## 抜粋
___

教授からのメッセージ

教授からのメッセージ

Interview

研究者を志されたのはいつ頃ですか。

 研究者を目指そうと思ったきっかけは、農学部3年生、20歳のときの体外受精の実習でした。生命の始まりに触れ、ただただ感動し、魅力を感じました。その時に具体的に研究者になるという将来像を思い描いたわけではないのですが、こんな仕事に携わりたいと思いました。それまでは、牧場の仕事もいいな、オーストラリアに行って羊毛の牧場をやろうかなと思っていたのですが、まったく変ってしまいました。
 

どのように学生生活を過ごされましたか。

 学部1、2年生の頃は普通に授業を受け、友人たちと自由を謳歌していました。水泳をやっていたので、高校にコーチとして教えに行ったりしていたのですが、3年生で研究室に配属されてからは研究に夢中になり、ずっと研究室で実験を行っていました。
 

研究者としての初期の歩みをお聞かせください。

 研究というと白衣を着て何かを調べるという大まかなイメージしかなかったのですが、実際にやってみると、とにかく体力を使うと感じました。実験は体を動かさないと進まないし、思い通りの結果が得られないと原因を探るため同じことを繰り返し行う。疲れるし、体力と知力、気力が必要だと思いました。

___

この教授インタビューを2文で要約すると、どうなりますか。 次の行は、この文章とは関係のない別の資料です。

## データ一覧
___

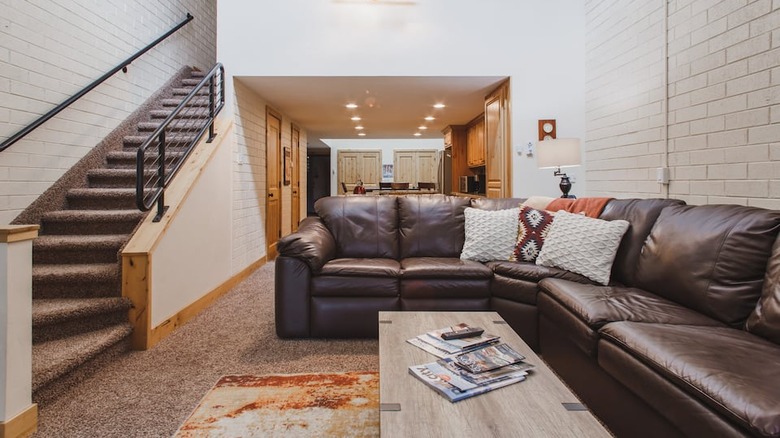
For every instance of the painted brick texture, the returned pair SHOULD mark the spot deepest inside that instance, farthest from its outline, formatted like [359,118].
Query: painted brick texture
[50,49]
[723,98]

___

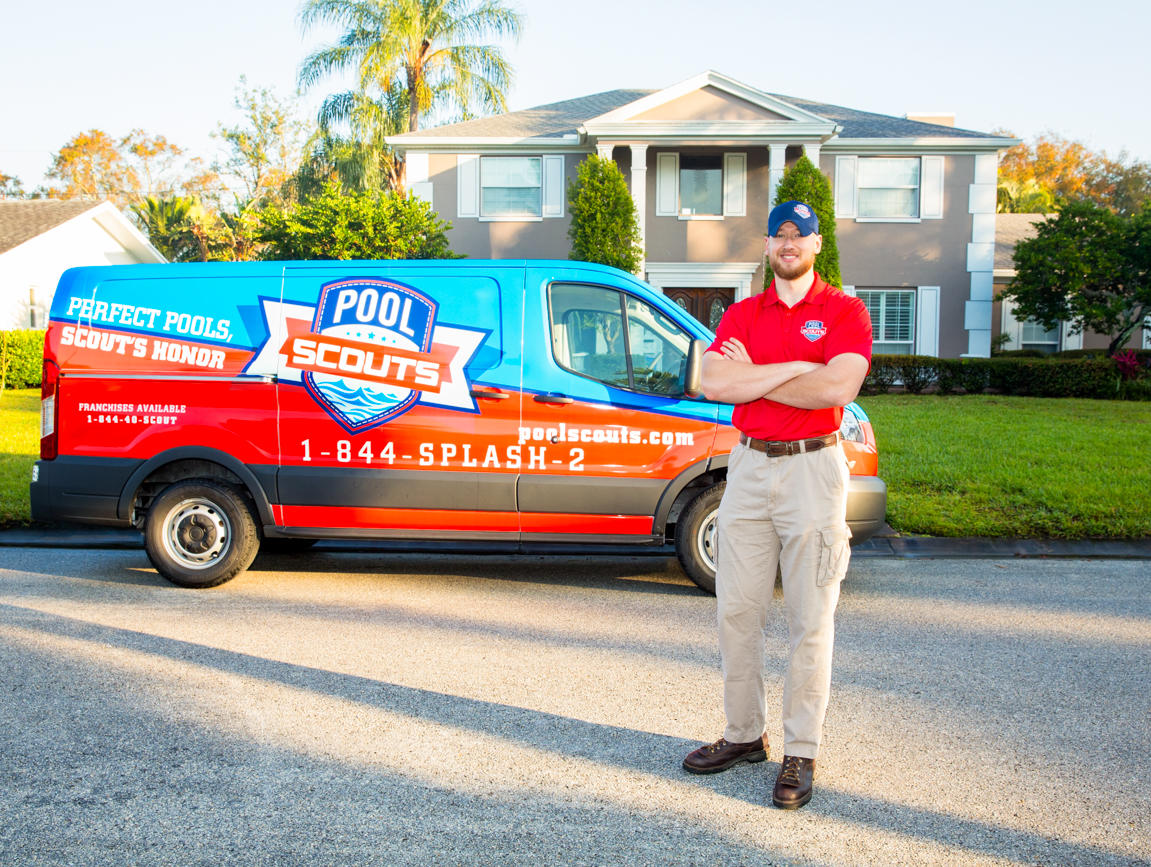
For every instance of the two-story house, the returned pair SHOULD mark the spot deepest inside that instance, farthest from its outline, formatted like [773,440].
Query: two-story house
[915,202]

___

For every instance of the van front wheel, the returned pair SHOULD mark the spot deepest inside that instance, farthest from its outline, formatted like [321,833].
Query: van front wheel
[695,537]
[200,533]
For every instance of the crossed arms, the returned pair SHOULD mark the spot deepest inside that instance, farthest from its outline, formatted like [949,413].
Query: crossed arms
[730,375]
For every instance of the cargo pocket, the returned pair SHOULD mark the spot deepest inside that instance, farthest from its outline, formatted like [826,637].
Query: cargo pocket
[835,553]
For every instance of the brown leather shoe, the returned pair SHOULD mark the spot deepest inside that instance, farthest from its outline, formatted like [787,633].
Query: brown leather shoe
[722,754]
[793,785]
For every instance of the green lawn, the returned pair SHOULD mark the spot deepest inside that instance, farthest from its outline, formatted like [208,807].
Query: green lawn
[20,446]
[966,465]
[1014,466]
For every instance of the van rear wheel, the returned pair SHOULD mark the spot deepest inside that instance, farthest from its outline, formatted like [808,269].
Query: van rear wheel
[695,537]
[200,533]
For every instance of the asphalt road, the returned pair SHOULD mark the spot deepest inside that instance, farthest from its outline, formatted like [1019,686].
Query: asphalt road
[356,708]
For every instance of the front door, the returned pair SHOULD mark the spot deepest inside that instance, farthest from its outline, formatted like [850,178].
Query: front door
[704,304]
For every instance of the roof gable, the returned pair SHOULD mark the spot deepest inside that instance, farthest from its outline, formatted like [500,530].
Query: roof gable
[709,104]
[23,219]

___

## 回答
研究者を目指すきっかけは、農学部3年生の20歳のときに体外受精の実習で生命の始まりに触れて感動したことで、それまで考えていた牧場の仕事から志向がまったく変わった。3年生で研究室に配属されてからは研究に夢中になって実験を続け、実験には体力と知力、気力が必要だと感じた。